• What to produce:
Filter the entries for the word "sign". Copy each line in which it occurs.

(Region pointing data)

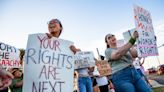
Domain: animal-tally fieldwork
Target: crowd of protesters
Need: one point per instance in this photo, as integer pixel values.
(124, 78)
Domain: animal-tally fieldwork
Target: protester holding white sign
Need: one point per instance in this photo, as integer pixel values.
(50, 61)
(146, 44)
(123, 72)
(83, 61)
(5, 78)
(9, 56)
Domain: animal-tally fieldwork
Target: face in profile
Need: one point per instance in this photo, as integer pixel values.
(54, 27)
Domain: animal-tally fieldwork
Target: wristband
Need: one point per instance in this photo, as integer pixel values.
(132, 41)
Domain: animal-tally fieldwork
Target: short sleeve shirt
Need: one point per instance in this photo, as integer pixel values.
(119, 64)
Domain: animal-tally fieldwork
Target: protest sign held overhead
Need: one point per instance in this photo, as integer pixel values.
(120, 43)
(49, 65)
(84, 59)
(128, 34)
(103, 67)
(146, 43)
(9, 56)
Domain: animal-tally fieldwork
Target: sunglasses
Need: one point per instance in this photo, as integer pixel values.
(53, 21)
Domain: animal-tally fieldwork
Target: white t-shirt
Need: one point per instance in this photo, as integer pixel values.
(101, 81)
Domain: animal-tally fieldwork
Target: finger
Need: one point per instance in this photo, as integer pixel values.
(10, 75)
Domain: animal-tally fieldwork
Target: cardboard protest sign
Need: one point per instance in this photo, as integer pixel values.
(9, 56)
(103, 67)
(84, 59)
(120, 43)
(128, 34)
(49, 65)
(146, 44)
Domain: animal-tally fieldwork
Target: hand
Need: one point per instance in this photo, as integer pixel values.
(135, 35)
(49, 35)
(74, 49)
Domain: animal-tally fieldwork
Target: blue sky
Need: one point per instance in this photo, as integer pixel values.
(85, 22)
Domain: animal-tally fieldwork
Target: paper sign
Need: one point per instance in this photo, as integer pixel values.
(84, 59)
(49, 65)
(103, 68)
(146, 44)
(9, 56)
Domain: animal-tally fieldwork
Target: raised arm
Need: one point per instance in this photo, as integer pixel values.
(117, 54)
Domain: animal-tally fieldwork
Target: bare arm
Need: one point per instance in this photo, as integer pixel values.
(74, 49)
(124, 49)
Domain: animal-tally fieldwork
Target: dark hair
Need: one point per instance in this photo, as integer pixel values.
(58, 21)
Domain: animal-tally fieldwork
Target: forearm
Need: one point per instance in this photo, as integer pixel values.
(123, 50)
(19, 84)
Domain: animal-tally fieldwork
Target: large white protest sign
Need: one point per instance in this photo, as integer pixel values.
(9, 56)
(49, 65)
(128, 34)
(84, 59)
(146, 44)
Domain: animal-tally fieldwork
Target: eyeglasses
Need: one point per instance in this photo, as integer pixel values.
(111, 36)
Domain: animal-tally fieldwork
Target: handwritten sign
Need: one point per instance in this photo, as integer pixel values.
(120, 43)
(84, 59)
(9, 56)
(128, 34)
(49, 65)
(103, 68)
(146, 44)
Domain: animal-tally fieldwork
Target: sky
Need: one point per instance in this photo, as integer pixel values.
(85, 22)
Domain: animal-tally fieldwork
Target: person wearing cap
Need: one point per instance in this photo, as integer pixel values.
(124, 76)
(55, 29)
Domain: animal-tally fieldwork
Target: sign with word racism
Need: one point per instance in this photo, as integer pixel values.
(49, 65)
(128, 34)
(103, 67)
(146, 44)
(84, 59)
(9, 56)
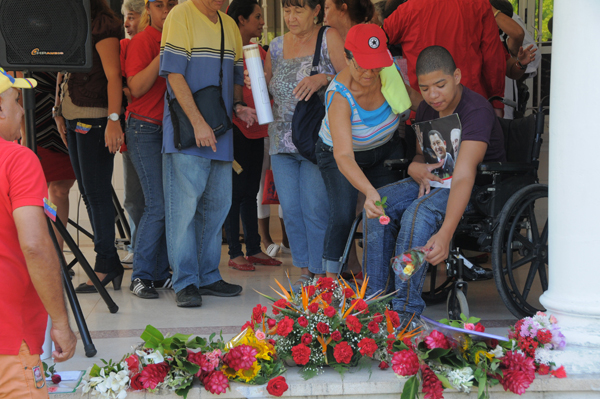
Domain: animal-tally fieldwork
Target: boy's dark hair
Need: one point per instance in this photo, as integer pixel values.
(435, 58)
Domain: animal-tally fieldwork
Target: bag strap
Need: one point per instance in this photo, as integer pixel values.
(317, 56)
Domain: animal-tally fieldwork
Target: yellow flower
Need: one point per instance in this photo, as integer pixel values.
(248, 375)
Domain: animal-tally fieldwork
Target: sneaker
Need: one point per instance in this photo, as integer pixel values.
(220, 288)
(189, 297)
(166, 284)
(143, 289)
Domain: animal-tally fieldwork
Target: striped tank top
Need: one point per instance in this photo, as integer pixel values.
(370, 129)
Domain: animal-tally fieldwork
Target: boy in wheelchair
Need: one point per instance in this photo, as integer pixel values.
(421, 215)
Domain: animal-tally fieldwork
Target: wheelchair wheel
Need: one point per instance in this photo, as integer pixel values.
(456, 304)
(436, 287)
(520, 250)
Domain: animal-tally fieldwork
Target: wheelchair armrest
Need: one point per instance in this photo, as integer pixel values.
(397, 164)
(506, 167)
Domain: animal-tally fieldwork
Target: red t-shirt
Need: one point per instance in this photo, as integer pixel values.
(255, 131)
(466, 28)
(22, 314)
(143, 48)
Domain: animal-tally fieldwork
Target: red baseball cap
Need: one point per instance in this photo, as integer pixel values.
(368, 44)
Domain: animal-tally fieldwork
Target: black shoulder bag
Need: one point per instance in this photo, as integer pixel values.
(211, 105)
(309, 115)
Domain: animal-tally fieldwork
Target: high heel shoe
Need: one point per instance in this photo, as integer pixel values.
(116, 276)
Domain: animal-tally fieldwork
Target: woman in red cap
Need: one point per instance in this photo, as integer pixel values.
(357, 135)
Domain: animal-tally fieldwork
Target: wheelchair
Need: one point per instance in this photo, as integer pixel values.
(509, 221)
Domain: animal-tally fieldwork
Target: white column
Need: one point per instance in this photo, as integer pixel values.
(573, 295)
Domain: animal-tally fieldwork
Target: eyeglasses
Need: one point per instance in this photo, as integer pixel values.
(363, 70)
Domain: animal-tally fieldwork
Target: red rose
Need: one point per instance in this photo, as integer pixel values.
(367, 346)
(154, 374)
(306, 339)
(361, 305)
(277, 386)
(353, 324)
(285, 326)
(373, 326)
(136, 383)
(336, 336)
(329, 311)
(278, 305)
(301, 354)
(302, 321)
(323, 328)
(378, 317)
(343, 352)
(133, 364)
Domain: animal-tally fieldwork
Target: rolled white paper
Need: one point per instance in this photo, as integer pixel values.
(260, 93)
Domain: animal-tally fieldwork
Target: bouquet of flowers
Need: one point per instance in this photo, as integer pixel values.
(327, 322)
(537, 337)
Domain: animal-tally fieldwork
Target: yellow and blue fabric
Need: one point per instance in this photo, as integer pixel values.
(370, 129)
(191, 46)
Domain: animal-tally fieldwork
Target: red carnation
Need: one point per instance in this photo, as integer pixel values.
(306, 339)
(278, 305)
(329, 311)
(285, 326)
(353, 324)
(301, 354)
(323, 328)
(336, 336)
(343, 352)
(367, 346)
(154, 374)
(277, 386)
(432, 386)
(405, 363)
(361, 305)
(302, 321)
(373, 326)
(437, 340)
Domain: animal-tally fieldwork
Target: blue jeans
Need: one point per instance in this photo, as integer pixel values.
(197, 200)
(93, 166)
(412, 223)
(134, 196)
(144, 144)
(303, 198)
(343, 195)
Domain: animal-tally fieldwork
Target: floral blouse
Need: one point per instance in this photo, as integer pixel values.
(287, 73)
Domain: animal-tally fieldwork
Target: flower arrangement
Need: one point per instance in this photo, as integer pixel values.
(464, 358)
(327, 322)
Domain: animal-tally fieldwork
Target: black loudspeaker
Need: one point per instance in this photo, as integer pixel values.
(45, 35)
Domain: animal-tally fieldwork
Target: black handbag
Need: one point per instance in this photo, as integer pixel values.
(308, 115)
(211, 105)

• Finished exercise:
Target: protester holding white sign
Target: protest sign held overhead
Target: cardboard protest sign
Target: paper sign
Target: large white protest sign
Target: handwritten sign
Target: sign with word racism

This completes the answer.